--- START ---
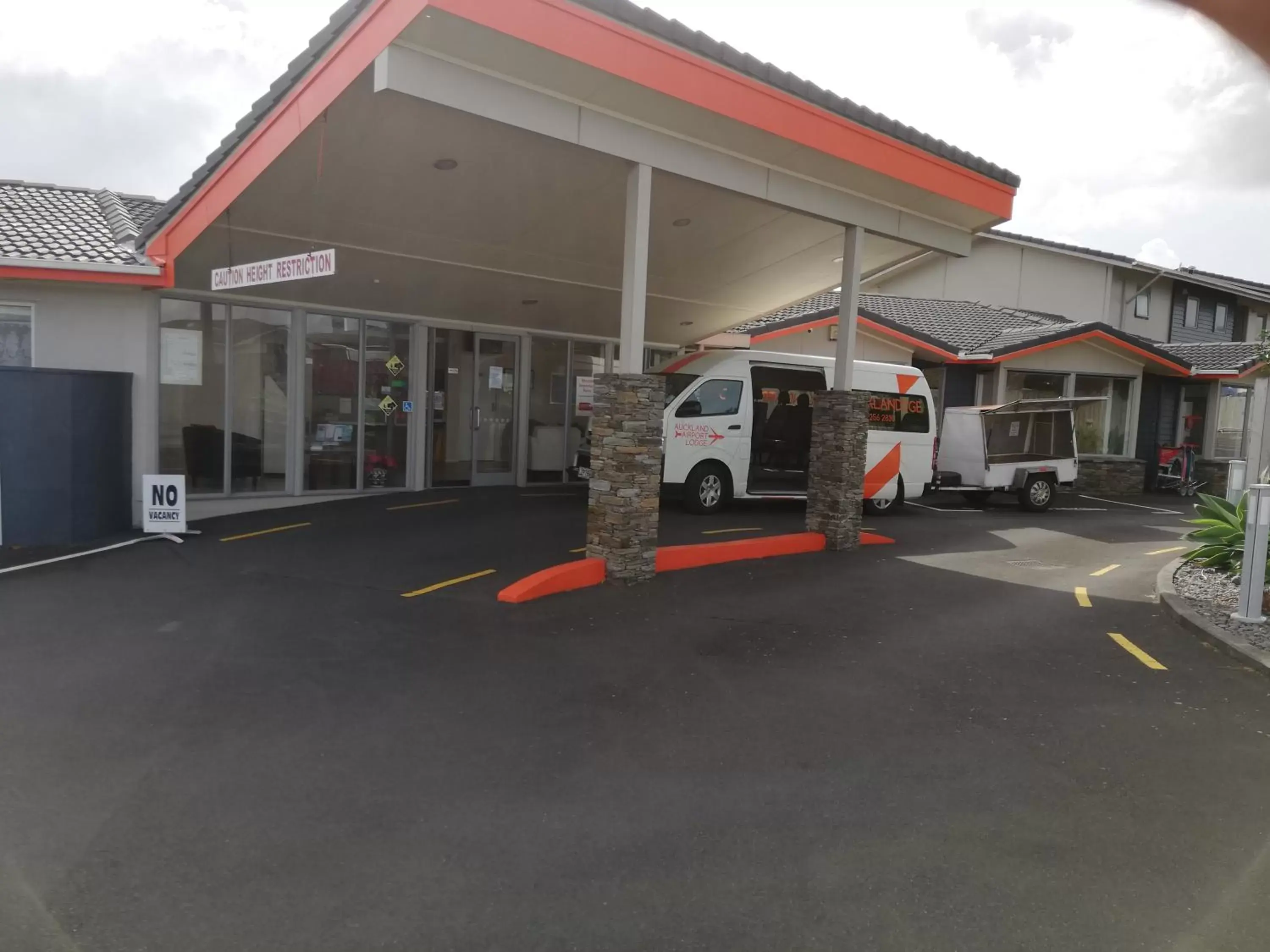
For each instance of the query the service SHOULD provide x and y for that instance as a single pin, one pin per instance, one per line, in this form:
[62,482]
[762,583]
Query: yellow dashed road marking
[447,584]
[267,532]
[1137,652]
[421,506]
--- END ---
#### DIRECTIONS FOR THIS TASK
Exact copy, no pictures: reproduce every record as it stands.

#### EXPECTED ANSWER
For each instance of the query the service SHOULD provide x and y for that instance as a single pin, one pin per instance, one per line, in this form:
[62,482]
[762,583]
Query: yellow dashed road marking
[447,584]
[267,532]
[1137,652]
[421,506]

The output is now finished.